Copy only the rows starting at the one containing "Find insect. Reply" and ending at the one containing "153;64;182;153", requests included. Multiply each coordinate in the answers by 2.5 and round to whole numbers, halves up, leaving the requests and their sample coordinates unchanged.

» INPUT

-- START --

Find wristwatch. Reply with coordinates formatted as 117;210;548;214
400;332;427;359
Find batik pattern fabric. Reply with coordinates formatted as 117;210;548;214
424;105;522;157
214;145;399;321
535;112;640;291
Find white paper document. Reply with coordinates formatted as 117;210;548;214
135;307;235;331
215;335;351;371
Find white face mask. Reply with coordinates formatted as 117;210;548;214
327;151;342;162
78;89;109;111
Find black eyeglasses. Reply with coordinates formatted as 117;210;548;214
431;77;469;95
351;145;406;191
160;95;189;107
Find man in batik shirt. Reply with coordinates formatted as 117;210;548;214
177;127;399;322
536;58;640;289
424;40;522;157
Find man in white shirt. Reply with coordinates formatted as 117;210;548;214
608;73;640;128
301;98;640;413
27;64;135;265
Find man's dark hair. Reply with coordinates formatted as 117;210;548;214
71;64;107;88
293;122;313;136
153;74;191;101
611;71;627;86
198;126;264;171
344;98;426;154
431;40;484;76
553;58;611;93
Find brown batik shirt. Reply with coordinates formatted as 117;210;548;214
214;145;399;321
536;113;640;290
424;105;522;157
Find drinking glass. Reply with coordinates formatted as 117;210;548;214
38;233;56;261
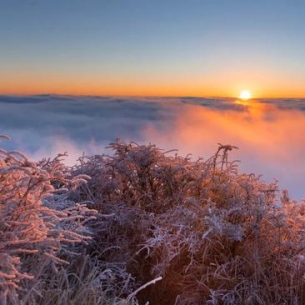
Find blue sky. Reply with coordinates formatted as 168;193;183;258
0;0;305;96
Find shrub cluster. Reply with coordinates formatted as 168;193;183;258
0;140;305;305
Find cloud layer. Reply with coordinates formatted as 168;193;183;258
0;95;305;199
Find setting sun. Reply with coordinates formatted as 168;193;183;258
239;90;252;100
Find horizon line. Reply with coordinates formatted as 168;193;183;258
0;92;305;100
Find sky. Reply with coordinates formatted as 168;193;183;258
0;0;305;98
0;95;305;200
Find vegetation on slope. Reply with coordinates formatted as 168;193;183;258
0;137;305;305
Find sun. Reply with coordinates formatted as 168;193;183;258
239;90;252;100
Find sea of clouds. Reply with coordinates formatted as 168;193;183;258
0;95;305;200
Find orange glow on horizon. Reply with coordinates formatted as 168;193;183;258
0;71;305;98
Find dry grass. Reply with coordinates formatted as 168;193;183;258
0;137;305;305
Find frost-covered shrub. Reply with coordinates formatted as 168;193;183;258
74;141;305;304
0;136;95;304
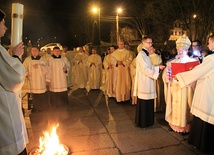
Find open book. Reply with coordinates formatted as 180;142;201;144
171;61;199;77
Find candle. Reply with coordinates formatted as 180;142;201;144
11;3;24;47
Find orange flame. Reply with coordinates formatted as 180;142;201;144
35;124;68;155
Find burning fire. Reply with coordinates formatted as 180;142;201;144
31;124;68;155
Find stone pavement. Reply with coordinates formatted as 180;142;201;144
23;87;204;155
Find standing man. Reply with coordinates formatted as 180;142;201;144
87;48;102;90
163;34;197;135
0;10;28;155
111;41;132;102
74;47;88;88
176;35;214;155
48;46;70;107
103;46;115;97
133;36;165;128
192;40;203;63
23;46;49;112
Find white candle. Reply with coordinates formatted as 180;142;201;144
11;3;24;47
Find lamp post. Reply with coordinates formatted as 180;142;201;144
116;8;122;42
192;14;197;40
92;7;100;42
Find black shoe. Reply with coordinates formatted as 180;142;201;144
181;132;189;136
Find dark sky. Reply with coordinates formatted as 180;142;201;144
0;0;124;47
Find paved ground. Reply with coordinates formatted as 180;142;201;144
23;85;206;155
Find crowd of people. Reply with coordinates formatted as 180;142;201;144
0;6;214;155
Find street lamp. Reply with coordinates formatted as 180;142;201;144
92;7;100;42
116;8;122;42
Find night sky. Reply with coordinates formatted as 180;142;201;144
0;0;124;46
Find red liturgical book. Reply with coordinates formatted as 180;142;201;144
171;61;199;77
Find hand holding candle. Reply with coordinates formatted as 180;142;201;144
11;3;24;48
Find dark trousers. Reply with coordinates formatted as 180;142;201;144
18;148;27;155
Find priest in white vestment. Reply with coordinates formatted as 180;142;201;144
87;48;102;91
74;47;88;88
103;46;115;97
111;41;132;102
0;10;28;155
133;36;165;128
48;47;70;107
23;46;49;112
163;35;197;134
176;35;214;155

-- END --
-- START --

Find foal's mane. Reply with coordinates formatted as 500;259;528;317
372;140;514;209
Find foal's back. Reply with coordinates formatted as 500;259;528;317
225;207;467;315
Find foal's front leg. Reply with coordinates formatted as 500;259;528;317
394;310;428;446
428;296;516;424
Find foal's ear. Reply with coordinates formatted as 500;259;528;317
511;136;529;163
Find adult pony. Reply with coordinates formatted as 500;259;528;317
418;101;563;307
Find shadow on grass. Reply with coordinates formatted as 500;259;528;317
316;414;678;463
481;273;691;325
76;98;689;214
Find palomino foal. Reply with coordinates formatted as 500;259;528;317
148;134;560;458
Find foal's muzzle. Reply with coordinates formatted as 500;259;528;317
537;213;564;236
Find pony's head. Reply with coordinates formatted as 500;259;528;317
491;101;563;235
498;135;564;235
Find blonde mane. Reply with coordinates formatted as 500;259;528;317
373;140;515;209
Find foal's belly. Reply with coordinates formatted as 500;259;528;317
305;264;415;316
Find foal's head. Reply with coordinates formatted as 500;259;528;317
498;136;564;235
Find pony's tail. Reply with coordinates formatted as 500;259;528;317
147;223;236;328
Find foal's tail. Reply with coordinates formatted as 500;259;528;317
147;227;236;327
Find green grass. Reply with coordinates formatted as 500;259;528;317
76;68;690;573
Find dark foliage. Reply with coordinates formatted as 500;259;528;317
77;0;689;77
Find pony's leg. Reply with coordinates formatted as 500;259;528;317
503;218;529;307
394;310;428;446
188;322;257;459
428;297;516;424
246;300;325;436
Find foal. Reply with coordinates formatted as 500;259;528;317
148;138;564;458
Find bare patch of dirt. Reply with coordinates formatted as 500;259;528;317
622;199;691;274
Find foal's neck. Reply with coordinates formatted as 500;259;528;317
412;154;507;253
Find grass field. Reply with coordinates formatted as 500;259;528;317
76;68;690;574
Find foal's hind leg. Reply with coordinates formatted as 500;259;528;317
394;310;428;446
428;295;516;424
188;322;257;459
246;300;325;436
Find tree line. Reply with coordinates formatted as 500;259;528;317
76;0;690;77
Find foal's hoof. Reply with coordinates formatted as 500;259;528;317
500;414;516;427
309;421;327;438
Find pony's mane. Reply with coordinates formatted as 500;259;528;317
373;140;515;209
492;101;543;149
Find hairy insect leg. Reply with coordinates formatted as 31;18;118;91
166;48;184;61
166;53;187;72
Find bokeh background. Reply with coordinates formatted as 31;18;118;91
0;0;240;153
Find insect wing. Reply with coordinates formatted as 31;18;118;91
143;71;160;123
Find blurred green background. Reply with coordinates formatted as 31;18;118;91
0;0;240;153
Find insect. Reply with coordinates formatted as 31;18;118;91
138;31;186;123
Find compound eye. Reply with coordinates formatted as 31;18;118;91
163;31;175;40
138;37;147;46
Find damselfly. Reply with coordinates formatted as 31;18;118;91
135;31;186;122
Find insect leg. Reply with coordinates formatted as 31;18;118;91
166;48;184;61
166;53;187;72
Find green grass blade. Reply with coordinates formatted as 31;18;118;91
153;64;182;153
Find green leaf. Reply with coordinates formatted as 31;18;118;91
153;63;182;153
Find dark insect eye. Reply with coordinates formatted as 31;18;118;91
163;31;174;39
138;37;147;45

-- END --
-- START --

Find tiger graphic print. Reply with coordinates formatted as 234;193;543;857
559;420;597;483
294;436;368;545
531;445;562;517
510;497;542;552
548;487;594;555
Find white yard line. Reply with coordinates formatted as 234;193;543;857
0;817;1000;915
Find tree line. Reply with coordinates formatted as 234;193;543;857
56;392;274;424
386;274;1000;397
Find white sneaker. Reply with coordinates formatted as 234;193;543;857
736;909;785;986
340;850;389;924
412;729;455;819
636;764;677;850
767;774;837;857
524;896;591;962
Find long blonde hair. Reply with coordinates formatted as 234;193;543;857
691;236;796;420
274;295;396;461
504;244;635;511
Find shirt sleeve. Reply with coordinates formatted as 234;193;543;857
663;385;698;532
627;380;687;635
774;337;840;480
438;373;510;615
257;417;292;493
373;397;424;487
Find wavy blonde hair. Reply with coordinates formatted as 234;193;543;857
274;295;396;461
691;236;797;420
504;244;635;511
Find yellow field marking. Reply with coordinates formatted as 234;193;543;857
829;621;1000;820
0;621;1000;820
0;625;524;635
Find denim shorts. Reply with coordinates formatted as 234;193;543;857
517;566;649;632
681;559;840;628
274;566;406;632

-- END --

» TASK ANSWER
Find insect. Reply with coordinates formatted as 31;18;118;91
345;78;465;308
Find compound eye. Reply with coordinates formatted as 31;18;118;91
408;78;438;100
345;93;368;115
Find damselfly. Reply with coordinates formatted as 31;18;118;91
338;78;465;305
Find insect leg. Reply with coordinates formatted as 31;18;118;91
415;120;460;153
415;133;468;180
Find green grass blade. Reply with coordinates formatted as 31;18;118;91
383;160;455;383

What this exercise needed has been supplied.